## Problems
a) The placing announcement below states what persons who choose to take part in the Placing are deemed to be providing. List each of those items.
b) Continue the placing announcement below, starting after the last sentence it shows.

+++ Text to read +++

Furthermore it is noted that, notwithstanding the Target Market
Assessment, Cavendish will only procure investors who meet the
criteria of professional clients and eligible counterparties. For
the avoidance of doubt, the Target Market Assessment does not
constitute: (a) an assessment of suitability or appropriateness for
the purposes of MiFID II; or (b) a recommendation to any investor
or group of investors to invest in, or purchase, or take any other
action whatsoever with respect to the securities.
Each distributor is responsible for
undertaking its own Target Market Assessment in respect of the
securities and for determining appropriate distribution
channels.
Persons who are invited to and who
choose to participate in the Placing, by making an oral and legally
binding offer to acquire Placing Shares will be deemed to have read
and understood this Announcement in its entirety and to be making
such offer to acquire Placing Shares on the terms and conditions,
and to be providing the representations, warranties,
acknowledgements and undertakings contained in this
Appendix.
In this Appendix, unless the context
otherwise requires, "Placee" means a Relevant Person (including
individuals, funds or others) by whom or on whose behalf a
commitment to take up Placing Shares has been given and who has
been invited to participate in the Placing by Cavendish.
All obligations of Cavendish under
the Placing will be subject to fulfilment of the conditions
referred to in this Announcement including without limitation those
referred to below under "Conditions of the Placing".
Conditions of the Placing
The Placing is conditional upon the
Placing Agreement becoming unconditional and not having been
terminated in accordance with its terms.
The obligations of Cavendish under
the Placing Agreement in respect of the Placing are conditional,
amongst other things, on:
1. the warranties on the
part of the Company contained in the Placing Agreement being true
and accurate and not misleading on and as of the date of the
Placing Agreement and at all times during the period up to and
including Admission;
2. the Resolutions being
validly passed at the General Meeting without amendment and
remaining in full force and effect and the Capital Reorganisation
becoming effective;
3. the Convertible Loan
Note Subscription Confirmations having been duly delivered to the
Company and remaining in full force and effect;
4. the Convertible Loan
Note Instrument having been duly entered into by the parties
thereto and remaining in full force and effect;
5. the performance by
the Company of its obligations under the Placing Agreement to the
extent that they fall to be performed prior to
Admission;
6. the obligations of
Cavendish not having been terminated (as described below under
"Right to terminate under the
Placing Agreement");
7. the Company
allotting, subject only to Admission, the Placing Shares in
accordance with the Placing Agreement; and
8. Admission occurring
not later than 8.00 a.m. on or around 12 November 2024 or such
later time and/or date as Cavendish may agree in writing with the
Company (but in any event not later than 8.00 a.m. on 20 December
2024).

+++ Listed entries +++

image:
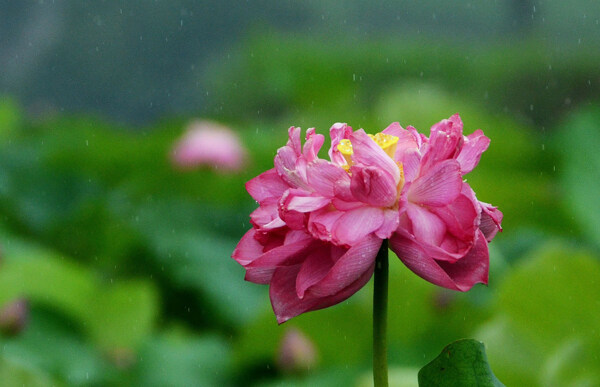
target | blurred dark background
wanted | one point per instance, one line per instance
(137, 61)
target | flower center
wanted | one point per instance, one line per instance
(387, 142)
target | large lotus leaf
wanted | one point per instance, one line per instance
(183, 359)
(122, 315)
(462, 363)
(42, 276)
(15, 374)
(49, 346)
(195, 257)
(578, 141)
(552, 295)
(545, 328)
(115, 315)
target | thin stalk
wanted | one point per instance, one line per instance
(380, 295)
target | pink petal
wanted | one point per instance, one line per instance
(427, 227)
(461, 275)
(356, 224)
(321, 223)
(302, 201)
(460, 216)
(316, 266)
(286, 303)
(285, 165)
(294, 142)
(440, 186)
(259, 275)
(474, 145)
(323, 176)
(359, 259)
(368, 153)
(444, 143)
(390, 223)
(284, 255)
(491, 217)
(266, 185)
(471, 269)
(410, 158)
(373, 186)
(248, 249)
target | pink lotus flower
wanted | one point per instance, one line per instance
(320, 223)
(210, 144)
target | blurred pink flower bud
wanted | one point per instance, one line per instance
(207, 143)
(14, 316)
(296, 352)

+++

## Answer set
a) Representations, warranties, acknowledgements, undertakings

b)
If (a) the Conditions of the Placing
are not fulfilled (or to the extent permitted under the Placing
Agreement waived by Cavendish), or (b) the Placing Agreement is
terminated in the circumstances specified below, the Placing will
lapse and each Placee's rights and obligations hereunder shall
cease and determine at such time and no claim may be made by a
Placee in respect thereof. None of Cavendish, the Company, any
Cavendish Affiliate, nor any holding company of the Company, any
subsidiary of the Company, any subsidiary of any such holding
company, any branch, affiliate or associated undertaking of any
such company nor any of their respective directors, officers and
employees (each a "Haydale
Affiliate") shall have any liability to any Placee (or to
any other person whether acting on behalf of a Placee or otherwise)
in respect of any decision it may make as to whether or not to
waive or to extend the time and/or date for the satisfaction of any
condition in the Placing Agreement or in respect of the Placing
generally.
By participating in the Placing,
each Placee agrees that Cavendish's rights and obligations in
respect of the Placing terminate, inter alia, in the circumstances
described below under "Right to
terminate under the Placing Agreement".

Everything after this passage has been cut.